### WHAT TO PRODUCE
When you copy the entries, omit the images and keep every word as it is.

----

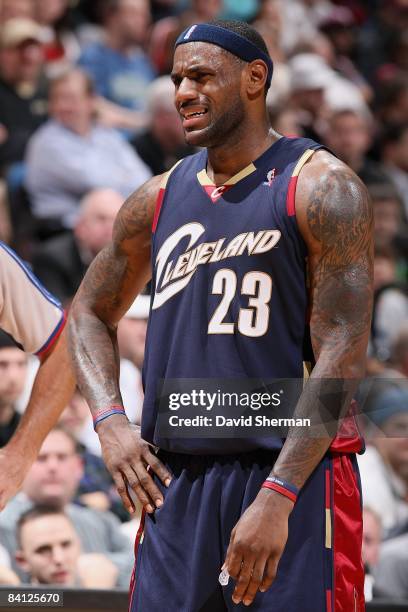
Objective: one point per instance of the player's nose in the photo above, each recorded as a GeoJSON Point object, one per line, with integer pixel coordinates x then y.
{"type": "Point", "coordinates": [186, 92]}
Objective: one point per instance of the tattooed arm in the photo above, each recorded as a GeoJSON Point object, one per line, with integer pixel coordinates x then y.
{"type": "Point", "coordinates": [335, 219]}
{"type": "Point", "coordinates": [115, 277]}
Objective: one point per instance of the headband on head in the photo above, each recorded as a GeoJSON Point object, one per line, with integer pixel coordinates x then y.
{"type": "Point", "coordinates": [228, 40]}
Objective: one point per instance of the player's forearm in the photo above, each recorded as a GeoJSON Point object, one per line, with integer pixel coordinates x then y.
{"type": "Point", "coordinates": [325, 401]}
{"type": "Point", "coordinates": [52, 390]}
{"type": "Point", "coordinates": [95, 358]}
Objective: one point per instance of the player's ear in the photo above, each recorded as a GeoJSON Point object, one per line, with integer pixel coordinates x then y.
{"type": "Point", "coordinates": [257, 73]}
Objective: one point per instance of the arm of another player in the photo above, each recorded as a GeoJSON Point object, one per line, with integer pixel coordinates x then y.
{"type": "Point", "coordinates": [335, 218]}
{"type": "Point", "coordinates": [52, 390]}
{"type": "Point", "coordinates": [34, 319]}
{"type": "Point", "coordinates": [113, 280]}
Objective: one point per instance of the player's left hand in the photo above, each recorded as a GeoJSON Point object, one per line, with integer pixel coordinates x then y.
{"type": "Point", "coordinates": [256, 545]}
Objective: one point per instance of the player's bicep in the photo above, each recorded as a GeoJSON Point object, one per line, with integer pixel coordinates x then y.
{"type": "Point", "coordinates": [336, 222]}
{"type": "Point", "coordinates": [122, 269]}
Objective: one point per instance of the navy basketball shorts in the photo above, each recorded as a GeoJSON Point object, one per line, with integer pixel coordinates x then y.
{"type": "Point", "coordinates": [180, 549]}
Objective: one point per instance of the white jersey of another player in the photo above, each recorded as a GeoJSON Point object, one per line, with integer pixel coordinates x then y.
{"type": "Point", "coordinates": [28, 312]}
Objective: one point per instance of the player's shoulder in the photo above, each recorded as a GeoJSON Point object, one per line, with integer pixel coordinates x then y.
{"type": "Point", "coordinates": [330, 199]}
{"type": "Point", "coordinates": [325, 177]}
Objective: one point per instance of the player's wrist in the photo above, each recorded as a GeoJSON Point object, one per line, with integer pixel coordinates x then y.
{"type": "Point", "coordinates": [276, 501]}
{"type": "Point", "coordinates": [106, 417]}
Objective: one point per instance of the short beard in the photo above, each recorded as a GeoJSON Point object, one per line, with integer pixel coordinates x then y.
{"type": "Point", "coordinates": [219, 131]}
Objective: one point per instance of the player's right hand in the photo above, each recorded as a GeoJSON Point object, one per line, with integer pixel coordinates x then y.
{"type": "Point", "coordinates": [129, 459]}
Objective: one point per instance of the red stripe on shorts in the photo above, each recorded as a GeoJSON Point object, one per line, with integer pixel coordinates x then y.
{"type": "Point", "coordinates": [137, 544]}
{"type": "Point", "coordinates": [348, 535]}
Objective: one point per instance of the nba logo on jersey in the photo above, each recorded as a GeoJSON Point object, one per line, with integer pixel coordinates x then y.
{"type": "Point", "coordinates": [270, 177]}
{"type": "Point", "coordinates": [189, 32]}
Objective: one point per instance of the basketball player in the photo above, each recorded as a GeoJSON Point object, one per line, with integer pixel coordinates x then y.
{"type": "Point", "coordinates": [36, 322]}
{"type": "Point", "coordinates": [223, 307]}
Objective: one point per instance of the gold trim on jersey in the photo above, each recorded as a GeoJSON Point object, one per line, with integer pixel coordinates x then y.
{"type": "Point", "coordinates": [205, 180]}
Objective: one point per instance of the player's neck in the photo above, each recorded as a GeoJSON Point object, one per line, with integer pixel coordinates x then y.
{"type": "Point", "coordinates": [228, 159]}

----

### COMPLETED TASK
Objective: one point per instance of the player's nose in the photo above, each recorded as a GeoJSON Point object, one per line, with integer pixel coordinates x then y.
{"type": "Point", "coordinates": [186, 92]}
Objective: one point per instance of the tattooed arm in the photo above, each recorded as a GeoJSON Point object, one per line, with integer pixel coordinates x then y.
{"type": "Point", "coordinates": [335, 219]}
{"type": "Point", "coordinates": [115, 277]}
Objective: one point per instance of the headband on head in the photo above, each recorded as a GeoJSON Point object, one per line, with integer pixel coordinates x then y.
{"type": "Point", "coordinates": [228, 40]}
Objective: one point per instance of the player's forearm in the photo above, each recorded as a GeoJSON Point object, one per line, with integer pixel coordinates x then y.
{"type": "Point", "coordinates": [325, 401]}
{"type": "Point", "coordinates": [52, 390]}
{"type": "Point", "coordinates": [95, 358]}
Objective: one point per instance of the player's ear in the photo above, each recorded as a GeoJSON Point object, one per line, with integer pixel coordinates x then y.
{"type": "Point", "coordinates": [257, 73]}
Objective: one point per instance of the arm of another player in the photo above, each recorded as a GeoJSON Point object, one per line, with integer pixel coordinates x then y.
{"type": "Point", "coordinates": [335, 218]}
{"type": "Point", "coordinates": [52, 390]}
{"type": "Point", "coordinates": [34, 319]}
{"type": "Point", "coordinates": [113, 280]}
Objective: one point per instance of the player's left hand in the photo above, each recorded as a GeoJSON Point object, one per line, with integer pixel coordinates x then y.
{"type": "Point", "coordinates": [256, 545]}
Objective: one point per instance of the player's bicep in the photo above, each recorded as a GeoJSON Point object, one per line, with integer pixel coordinates x then y.
{"type": "Point", "coordinates": [336, 222]}
{"type": "Point", "coordinates": [122, 269]}
Objective: one point per instance of the navy basketball shorts in the photo above, each recorded as a GeoJSON Point object, one per line, with integer pixel coordinates x then y.
{"type": "Point", "coordinates": [180, 549]}
Objective: one point per instance of the white jersey of another player in the photo above, each recorded as a GeoJSON Point object, one per line, with integer pixel coordinates x then y.
{"type": "Point", "coordinates": [28, 312]}
Objective: one point per instance of the player's shoulder in the photo above, each recorded as a GeoJSON Point object, one per line, with integer pixel coordinates x then y.
{"type": "Point", "coordinates": [330, 199]}
{"type": "Point", "coordinates": [325, 177]}
Objective: one point per instance of the player's wrist in the photo above, each recorded as a GeoJSON Point object, one per line, with integer pixel coordinates x then y.
{"type": "Point", "coordinates": [276, 501]}
{"type": "Point", "coordinates": [106, 417]}
Objective: one point per instance of the short beard in the photo above, each recorded as a GeoJSON Point object, one per line, with integer pixel coordinates x then y.
{"type": "Point", "coordinates": [219, 131]}
Objective: one point per instance of the player's right hand in the photo above, each recorded as a GeoJSON Point object, one per line, with integer pixel coordinates x then y.
{"type": "Point", "coordinates": [129, 459]}
Objective: one point per instance of the red stripe on shorts in the photo above, each recorded as a GeoJSON Point object, one per line, with integer pixel coordinates x then y.
{"type": "Point", "coordinates": [137, 544]}
{"type": "Point", "coordinates": [348, 535]}
Objective: one point per instance of the nba logo on jersey in the photo above, each recorded as a GeoJSON Point object, one per line, with integer pixel coordinates x then y.
{"type": "Point", "coordinates": [270, 177]}
{"type": "Point", "coordinates": [189, 32]}
Objective: one point per instance of the basketball player in the photo above, each recorded as a GeoJSON Point object, one per line, with integer pixel coordinates x then y.
{"type": "Point", "coordinates": [36, 322]}
{"type": "Point", "coordinates": [223, 307]}
Objective: one point per instance of the gold trim on jersey in the photo above, each recorded as a GeoJSON Point object, one per line, with integer pixel coordinates x then y.
{"type": "Point", "coordinates": [205, 180]}
Objective: one point per instance of the player's neck in the photo above, each recorded as a GeoJSON Point object, one per line, with integer pixel coordinates x then y.
{"type": "Point", "coordinates": [228, 159]}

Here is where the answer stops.